Start of ENTRIES SHOWN

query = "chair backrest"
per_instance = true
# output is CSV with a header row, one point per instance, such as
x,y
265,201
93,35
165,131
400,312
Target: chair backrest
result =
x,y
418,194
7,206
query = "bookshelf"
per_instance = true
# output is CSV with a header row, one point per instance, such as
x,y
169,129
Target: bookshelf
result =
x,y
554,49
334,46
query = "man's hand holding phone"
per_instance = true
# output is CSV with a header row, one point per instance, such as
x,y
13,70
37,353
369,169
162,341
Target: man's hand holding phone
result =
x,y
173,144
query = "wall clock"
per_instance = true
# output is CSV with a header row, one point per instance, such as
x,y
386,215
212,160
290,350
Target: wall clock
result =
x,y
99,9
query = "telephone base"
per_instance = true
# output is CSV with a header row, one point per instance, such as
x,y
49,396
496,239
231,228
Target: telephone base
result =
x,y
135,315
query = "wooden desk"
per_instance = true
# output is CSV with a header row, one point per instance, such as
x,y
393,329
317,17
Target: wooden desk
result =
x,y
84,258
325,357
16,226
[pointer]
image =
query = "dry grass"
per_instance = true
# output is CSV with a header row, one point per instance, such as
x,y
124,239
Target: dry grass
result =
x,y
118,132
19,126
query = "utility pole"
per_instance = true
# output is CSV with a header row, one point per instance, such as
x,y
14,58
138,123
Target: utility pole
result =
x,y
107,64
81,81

End of ENTRIES SHOWN

• **WHAT IS REQUIRED**
Transcribe the data in full, keeping every character.

• **RESULT OF THIS EXERCISE**
query = "chair backrest"
per_instance = true
# output is CSV with a header row, one point per instance, such as
x,y
265,201
93,35
165,131
400,312
Target: chair backrest
result =
x,y
418,194
7,206
query = "bookshelf"
per_instance = true
# output is CSV with a header row, one point per instance, such as
x,y
169,129
Target: bookshelf
result =
x,y
554,49
334,46
query = "man's hand holding phone"
per_instance = true
# output is CSV with a header row, one point per instance, such as
x,y
13,70
37,353
369,169
162,341
Target: man's hand holding phone
result =
x,y
173,144
query = "wall clock"
per_instance = true
# output is CSV with a header row, one point per instance, such as
x,y
386,215
212,160
290,350
Target: wall clock
result =
x,y
99,9
query = "telephone base"
per_instance = true
# output is CSV with a header row, one point per instance, such as
x,y
49,396
496,239
231,228
Target: telephone base
result =
x,y
135,315
query = "wooden desk"
per_instance = true
# output is CSV with a header row, one point per instance, such as
x,y
393,329
317,17
Target: wooden desk
result =
x,y
84,258
325,357
16,226
[pointer]
image =
query = "dry grass"
per_instance = true
# output is CSV with a header row, one point per instance, such as
x,y
124,239
Target: dry grass
result =
x,y
118,132
19,126
query = "utility pole"
per_instance = true
# output is CSV with a header row, one point per instance, such as
x,y
14,58
138,123
Target: utility pole
result =
x,y
107,64
81,81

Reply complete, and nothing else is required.